- _THE RECORDS_
☆ ☆ ☆ ☆ ☆

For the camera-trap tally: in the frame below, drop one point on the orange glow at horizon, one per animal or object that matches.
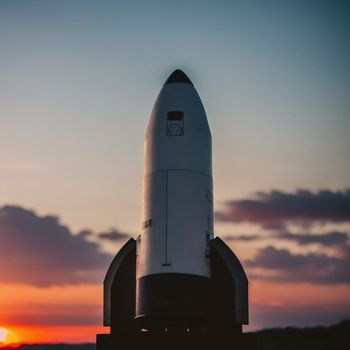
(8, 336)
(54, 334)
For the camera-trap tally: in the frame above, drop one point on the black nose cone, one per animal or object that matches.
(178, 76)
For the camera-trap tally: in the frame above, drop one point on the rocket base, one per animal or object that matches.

☆ ☆ ☆ ☆ ☆

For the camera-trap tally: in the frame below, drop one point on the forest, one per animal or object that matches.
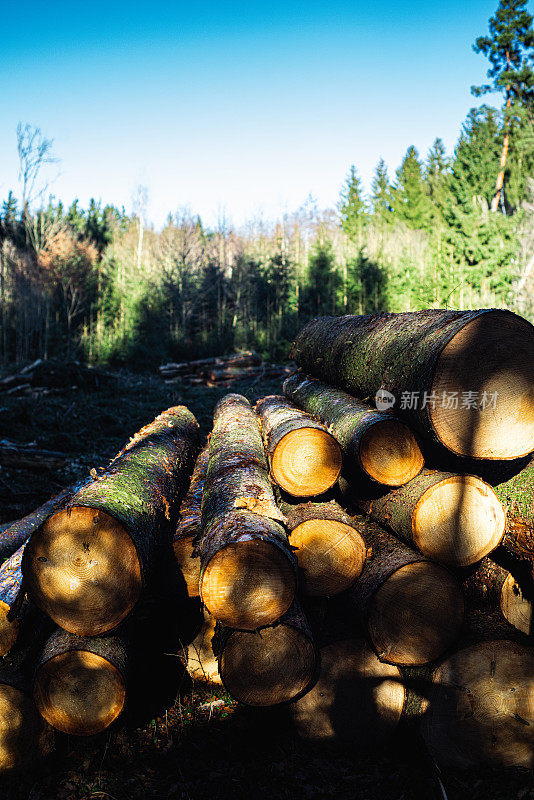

☆ ☆ ☆ ☆ ☆

- _WHAT IS NEEDED_
Could you restate, word for word, the lines above from the one with "cone, one per animal or object that matches." to the one with "base, one per animal or object that matches.", both included?

- _EXERCISE SOLUTION_
For the camera-trap tally: in the frame above, drop one point on the black nose cone, one per animal or object that matches.
(178, 76)
For the camera-trap tally: in the frame above, drop one point on the rocket base, one per animal or object that matches.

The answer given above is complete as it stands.